→ **Description of the task**
Copy every line verbatim, from the line containing "Please segment every instance of the man's" down through the end of the rows, with both of those lines included.

→ **Available data**
######

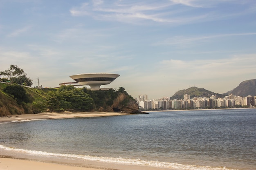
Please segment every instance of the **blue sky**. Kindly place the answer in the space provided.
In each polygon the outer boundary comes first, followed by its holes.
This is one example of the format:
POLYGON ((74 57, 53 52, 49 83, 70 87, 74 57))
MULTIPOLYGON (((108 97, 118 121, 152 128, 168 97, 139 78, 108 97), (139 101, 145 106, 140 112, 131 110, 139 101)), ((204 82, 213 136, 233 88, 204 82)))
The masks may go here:
POLYGON ((256 78, 255 0, 0 1, 0 71, 45 87, 88 73, 134 97, 195 86, 222 93, 256 78))

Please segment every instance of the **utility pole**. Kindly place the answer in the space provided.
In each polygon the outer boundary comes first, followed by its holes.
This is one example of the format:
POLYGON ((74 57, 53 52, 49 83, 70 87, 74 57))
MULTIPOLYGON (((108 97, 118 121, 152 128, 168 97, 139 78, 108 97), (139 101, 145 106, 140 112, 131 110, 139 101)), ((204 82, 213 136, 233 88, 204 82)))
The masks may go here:
POLYGON ((37 80, 38 81, 38 88, 40 88, 39 87, 39 77, 37 77, 37 80))

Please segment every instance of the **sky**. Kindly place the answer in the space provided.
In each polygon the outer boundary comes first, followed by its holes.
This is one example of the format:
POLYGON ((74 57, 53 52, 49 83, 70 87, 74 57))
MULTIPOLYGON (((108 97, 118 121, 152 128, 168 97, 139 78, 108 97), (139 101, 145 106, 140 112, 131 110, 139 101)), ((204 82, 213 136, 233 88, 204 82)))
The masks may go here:
POLYGON ((1 0, 0 71, 11 64, 32 86, 108 73, 101 87, 134 98, 226 93, 256 78, 256 1, 1 0))

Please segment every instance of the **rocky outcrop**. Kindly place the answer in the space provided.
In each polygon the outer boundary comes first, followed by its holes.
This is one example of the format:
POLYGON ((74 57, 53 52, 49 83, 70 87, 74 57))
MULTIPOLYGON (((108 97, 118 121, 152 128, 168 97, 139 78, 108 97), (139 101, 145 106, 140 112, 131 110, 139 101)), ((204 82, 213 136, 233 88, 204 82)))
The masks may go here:
POLYGON ((141 113, 139 111, 139 106, 136 101, 128 95, 124 93, 119 94, 117 97, 114 100, 112 106, 106 108, 101 107, 99 111, 126 113, 141 113))

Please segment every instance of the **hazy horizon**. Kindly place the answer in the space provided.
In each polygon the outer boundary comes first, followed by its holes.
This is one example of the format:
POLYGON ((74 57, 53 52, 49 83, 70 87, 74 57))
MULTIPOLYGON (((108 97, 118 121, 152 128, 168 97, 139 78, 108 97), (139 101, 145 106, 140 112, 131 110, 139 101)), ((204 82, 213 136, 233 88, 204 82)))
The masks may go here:
POLYGON ((33 86, 109 73, 101 87, 156 99, 255 78, 253 0, 4 0, 0 16, 0 71, 17 65, 33 86))

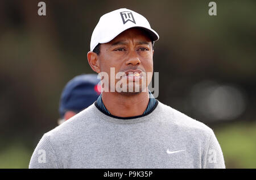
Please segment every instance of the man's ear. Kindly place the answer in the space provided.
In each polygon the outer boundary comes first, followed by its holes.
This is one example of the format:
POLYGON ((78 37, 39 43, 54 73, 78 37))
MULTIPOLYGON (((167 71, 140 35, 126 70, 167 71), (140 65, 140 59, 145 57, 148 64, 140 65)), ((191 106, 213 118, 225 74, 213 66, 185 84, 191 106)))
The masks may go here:
POLYGON ((101 70, 98 55, 94 52, 89 51, 87 53, 87 60, 92 70, 97 73, 100 73, 101 70))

######

→ **Output of the task**
Please segment every instance of the man's ear. Kindly place the answer in the space provided.
In each polygon the outer boundary comes first, followed by its holes.
This is one example of the format:
POLYGON ((78 37, 39 43, 54 73, 78 37))
MULTIPOLYGON (((167 71, 140 35, 126 70, 167 71), (140 65, 140 59, 145 57, 148 64, 140 65)), ((191 106, 213 118, 225 74, 213 66, 185 84, 191 106)))
The masks may go here:
POLYGON ((101 70, 98 55, 94 52, 89 51, 87 53, 87 60, 92 70, 97 73, 100 73, 101 70))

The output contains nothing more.